## WHAT NEEDS TO BE DONE
Please give the material from the line containing "Target: mountain slope" through the last line, inclusive, as a numbered list, leaving out any blank lines.

(Collected data entries)
== == ==

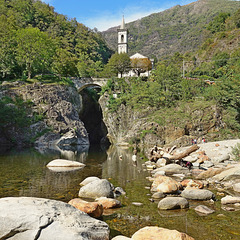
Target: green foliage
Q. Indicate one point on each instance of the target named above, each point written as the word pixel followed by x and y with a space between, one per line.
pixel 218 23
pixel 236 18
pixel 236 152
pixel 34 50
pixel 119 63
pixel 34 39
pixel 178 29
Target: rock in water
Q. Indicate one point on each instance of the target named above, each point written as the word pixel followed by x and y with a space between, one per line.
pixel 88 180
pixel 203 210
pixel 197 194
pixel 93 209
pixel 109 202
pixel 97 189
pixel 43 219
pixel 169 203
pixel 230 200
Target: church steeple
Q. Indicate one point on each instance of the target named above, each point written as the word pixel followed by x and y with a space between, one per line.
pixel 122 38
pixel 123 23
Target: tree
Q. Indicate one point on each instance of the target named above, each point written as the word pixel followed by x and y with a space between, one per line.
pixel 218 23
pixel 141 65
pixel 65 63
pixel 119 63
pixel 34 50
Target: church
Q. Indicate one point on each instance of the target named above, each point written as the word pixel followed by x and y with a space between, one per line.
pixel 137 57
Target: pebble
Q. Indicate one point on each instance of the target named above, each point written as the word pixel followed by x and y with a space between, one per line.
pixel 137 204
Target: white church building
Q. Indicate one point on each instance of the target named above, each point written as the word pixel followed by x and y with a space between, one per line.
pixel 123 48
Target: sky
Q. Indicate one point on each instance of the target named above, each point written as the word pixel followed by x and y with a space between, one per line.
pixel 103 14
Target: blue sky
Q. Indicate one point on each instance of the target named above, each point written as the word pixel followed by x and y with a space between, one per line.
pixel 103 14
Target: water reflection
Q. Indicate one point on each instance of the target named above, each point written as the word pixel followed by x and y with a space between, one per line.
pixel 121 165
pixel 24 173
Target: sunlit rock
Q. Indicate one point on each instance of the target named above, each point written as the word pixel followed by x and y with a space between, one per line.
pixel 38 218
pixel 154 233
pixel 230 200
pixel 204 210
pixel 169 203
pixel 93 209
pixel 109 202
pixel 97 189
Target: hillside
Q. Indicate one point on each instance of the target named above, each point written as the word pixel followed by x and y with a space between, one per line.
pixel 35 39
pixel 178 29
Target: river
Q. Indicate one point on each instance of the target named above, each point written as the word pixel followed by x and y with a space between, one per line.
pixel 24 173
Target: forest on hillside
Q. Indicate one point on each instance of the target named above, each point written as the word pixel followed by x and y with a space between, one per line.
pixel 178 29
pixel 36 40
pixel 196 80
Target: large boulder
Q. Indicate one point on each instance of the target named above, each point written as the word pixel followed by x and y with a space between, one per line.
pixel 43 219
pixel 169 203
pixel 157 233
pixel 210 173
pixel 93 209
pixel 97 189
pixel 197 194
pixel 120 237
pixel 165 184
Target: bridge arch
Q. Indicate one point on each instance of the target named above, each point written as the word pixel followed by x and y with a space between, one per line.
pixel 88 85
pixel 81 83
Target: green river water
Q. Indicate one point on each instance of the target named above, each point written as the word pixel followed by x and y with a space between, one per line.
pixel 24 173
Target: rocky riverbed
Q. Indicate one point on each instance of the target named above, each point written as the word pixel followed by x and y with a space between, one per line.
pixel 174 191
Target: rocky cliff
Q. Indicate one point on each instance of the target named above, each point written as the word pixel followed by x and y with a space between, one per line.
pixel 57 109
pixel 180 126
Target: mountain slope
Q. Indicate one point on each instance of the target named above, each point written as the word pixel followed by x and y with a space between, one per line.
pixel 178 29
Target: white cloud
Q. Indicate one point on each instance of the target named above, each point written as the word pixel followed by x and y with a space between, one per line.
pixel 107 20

== == ==

## SOLUTION FOR THIS EXERCISE
1. Target: mountain slope
2. Q. Indicate one point on each instance of the target named above, each point written as the word pixel followed by x and y with a space between, one per line.
3. pixel 178 29
4. Target: white cloud
5. Q. Indicate one point on each instance of the target named above, each point written as the word pixel followed by x and y with a space between, one per line.
6. pixel 107 20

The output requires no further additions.